#### [Requirement]
Word for word, repeat the lines of the records from the one containing "Place a point on every instance of the black chair" through the last line, both included.

──────

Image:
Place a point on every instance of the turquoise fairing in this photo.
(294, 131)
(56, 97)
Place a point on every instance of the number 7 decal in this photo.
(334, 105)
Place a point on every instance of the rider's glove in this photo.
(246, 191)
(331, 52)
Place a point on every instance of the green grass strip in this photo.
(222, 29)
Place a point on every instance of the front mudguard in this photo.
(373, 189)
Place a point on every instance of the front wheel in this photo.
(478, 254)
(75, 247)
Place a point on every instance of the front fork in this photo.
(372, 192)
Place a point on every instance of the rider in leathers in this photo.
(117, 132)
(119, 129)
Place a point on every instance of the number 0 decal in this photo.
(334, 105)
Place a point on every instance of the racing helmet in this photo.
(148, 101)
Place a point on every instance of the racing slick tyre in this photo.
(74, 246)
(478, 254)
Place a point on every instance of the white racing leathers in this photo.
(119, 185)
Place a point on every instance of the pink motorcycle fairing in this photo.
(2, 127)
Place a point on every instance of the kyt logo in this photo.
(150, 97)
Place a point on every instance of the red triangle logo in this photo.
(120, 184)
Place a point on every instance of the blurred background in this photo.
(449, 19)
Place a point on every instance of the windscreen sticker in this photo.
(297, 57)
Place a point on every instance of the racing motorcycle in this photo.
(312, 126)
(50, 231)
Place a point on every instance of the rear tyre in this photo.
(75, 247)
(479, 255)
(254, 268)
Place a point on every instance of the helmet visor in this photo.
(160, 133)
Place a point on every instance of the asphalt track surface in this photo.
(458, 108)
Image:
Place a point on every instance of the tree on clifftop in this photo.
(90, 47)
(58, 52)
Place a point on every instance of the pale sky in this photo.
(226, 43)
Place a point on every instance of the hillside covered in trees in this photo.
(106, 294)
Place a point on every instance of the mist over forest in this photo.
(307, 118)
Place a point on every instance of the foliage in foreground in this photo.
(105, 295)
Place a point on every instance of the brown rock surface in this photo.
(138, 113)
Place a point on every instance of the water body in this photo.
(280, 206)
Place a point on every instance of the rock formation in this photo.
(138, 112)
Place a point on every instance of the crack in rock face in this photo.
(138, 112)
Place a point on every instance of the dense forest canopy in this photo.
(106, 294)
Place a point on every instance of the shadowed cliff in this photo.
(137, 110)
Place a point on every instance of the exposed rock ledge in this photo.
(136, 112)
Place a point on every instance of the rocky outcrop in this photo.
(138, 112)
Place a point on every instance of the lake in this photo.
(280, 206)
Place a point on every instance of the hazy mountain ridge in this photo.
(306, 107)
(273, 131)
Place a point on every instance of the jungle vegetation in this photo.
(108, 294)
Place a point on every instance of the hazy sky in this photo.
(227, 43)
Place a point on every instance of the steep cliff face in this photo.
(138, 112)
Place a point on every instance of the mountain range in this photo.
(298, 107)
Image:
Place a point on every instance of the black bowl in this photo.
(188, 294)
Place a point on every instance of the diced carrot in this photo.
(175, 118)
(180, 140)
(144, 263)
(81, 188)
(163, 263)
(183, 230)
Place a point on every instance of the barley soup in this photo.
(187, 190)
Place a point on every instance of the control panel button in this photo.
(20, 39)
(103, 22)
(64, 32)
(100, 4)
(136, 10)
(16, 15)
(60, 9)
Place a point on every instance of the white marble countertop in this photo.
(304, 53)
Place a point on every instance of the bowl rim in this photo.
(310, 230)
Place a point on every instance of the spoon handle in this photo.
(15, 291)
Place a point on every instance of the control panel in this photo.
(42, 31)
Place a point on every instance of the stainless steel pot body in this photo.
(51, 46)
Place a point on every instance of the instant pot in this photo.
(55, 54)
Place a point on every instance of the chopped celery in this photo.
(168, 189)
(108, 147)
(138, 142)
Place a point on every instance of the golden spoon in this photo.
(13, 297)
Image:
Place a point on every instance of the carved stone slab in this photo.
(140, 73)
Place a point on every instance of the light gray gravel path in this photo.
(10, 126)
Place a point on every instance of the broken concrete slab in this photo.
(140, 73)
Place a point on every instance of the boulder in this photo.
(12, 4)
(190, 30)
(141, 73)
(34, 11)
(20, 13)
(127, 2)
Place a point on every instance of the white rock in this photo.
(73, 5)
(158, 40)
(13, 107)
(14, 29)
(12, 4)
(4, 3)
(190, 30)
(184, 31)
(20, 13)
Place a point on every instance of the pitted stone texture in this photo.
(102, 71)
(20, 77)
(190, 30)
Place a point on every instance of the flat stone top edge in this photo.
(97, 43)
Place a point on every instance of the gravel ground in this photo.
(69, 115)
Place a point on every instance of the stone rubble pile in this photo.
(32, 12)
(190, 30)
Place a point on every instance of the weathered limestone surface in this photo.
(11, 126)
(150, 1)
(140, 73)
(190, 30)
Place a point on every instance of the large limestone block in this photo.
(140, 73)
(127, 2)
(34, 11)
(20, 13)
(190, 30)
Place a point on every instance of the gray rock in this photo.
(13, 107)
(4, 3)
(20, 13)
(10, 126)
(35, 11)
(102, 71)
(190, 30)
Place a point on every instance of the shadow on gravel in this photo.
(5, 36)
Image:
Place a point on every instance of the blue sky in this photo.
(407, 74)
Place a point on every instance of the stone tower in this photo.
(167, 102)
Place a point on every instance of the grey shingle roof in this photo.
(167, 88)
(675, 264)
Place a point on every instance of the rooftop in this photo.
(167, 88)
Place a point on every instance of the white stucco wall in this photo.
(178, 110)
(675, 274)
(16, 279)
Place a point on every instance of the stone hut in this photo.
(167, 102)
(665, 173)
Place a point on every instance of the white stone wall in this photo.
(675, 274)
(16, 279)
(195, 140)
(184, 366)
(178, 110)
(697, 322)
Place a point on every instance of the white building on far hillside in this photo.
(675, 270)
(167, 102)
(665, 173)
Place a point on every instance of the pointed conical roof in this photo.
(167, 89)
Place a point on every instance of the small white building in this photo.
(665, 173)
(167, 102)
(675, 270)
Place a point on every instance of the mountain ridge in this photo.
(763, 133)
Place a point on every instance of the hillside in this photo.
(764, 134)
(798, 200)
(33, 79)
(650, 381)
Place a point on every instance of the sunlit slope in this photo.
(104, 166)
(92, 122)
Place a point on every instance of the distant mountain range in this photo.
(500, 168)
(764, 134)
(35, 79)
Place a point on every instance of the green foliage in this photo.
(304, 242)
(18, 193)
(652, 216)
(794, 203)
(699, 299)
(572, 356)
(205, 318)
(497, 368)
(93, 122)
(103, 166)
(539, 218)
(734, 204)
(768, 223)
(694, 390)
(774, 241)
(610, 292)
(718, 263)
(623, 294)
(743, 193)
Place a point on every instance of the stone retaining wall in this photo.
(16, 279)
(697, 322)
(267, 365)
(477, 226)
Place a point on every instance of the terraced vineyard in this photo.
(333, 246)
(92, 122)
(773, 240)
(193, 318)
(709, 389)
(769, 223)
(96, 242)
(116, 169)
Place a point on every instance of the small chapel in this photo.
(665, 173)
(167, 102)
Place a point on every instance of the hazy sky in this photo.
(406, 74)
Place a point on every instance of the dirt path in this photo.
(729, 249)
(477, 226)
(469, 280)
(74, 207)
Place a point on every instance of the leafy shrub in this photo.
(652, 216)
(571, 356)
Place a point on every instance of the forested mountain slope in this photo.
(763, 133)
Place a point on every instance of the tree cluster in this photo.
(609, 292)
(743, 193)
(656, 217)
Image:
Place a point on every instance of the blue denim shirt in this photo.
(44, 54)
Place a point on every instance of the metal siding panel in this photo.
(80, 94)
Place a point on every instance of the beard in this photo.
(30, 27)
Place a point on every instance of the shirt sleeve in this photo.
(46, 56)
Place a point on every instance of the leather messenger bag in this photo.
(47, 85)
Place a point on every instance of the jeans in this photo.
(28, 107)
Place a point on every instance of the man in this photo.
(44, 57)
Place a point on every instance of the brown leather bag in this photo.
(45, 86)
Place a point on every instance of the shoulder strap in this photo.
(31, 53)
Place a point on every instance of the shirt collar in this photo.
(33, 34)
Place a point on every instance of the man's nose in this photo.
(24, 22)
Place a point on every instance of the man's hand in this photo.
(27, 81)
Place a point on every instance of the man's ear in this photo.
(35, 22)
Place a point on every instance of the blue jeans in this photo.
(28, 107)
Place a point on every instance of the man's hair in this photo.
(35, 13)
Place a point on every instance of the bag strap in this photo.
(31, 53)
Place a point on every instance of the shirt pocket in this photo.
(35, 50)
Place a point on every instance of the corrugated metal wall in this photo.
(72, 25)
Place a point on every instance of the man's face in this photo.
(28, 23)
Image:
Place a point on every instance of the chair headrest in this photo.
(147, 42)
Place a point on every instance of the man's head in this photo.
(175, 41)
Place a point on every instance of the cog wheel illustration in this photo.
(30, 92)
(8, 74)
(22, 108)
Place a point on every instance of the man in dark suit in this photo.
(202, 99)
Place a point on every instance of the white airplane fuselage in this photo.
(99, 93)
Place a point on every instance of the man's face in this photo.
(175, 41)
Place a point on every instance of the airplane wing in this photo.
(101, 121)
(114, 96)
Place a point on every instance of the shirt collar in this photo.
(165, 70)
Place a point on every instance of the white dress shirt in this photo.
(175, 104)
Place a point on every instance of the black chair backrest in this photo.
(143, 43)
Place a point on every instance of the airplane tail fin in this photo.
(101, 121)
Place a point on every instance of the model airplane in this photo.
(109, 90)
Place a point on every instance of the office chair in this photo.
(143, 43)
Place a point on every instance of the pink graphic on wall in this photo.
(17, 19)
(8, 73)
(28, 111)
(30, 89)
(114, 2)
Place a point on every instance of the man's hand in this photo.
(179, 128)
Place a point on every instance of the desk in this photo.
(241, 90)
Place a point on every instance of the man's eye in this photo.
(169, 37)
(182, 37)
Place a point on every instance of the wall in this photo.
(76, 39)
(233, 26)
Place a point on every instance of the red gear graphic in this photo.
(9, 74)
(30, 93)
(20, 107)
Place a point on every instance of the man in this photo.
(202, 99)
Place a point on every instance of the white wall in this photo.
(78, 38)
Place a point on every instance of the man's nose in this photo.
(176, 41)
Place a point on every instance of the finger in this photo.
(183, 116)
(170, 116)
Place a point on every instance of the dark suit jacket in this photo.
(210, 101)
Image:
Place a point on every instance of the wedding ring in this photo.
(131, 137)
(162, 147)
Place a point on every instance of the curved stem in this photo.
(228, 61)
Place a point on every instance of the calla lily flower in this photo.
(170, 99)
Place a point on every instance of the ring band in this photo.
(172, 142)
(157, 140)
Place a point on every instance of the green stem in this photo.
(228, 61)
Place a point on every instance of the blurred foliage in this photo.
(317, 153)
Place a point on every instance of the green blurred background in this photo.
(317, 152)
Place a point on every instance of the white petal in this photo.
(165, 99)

──────

#### [Task solution]
Place a point on every instance of the black chair backrest in this photo.
(143, 43)
Place a point on every instance of the airplane tail fin in this photo.
(101, 121)
Place a point on every instance of the model airplane in this photo.
(109, 90)
Place a point on every instance of the office chair in this photo.
(143, 43)
Place a point on every instance of the pink graphic on wall in this photo.
(17, 19)
(8, 73)
(28, 111)
(30, 89)
(114, 2)
Place a point on every instance of the man's hand in this photo.
(179, 128)
Place a point on every instance of the desk in this photo.
(241, 90)
Place a point on every instance of the man's eye in this photo.
(169, 37)
(182, 37)
Place a point on every instance of the wall in this photo.
(76, 39)
(233, 26)
Place a point on every instance of the red gear graphic in this photo.
(9, 74)
(30, 93)
(20, 107)
Place a point on every instance of the man in this photo.
(202, 99)
Place a point on every instance of the white wall in this photo.
(78, 38)
Place a point on every instance of the man's nose in this photo.
(176, 41)
Place a point on every instance of the finger in this photo.
(183, 116)
(170, 116)
Place a point on every instance of the dark suit jacket in this photo.
(210, 101)
Image:
Place a point on every instance of the wedding ring in this photo.
(131, 137)
(162, 147)
Place a point on every instance of the curved stem in this photo.
(228, 61)
Place a point on every instance of the calla lily flower in this photo.
(170, 99)
Place a point on every instance of the ring band in this photo.
(172, 142)
(157, 140)
Place a point on every instance of the green stem in this photo.
(228, 61)
Place a point on every instance of the blurred foliage in this photo.
(317, 153)
Place a point on every instance of the green blurred background in this photo.
(317, 152)
Place a point on every instance of the white petal in this photo.
(165, 99)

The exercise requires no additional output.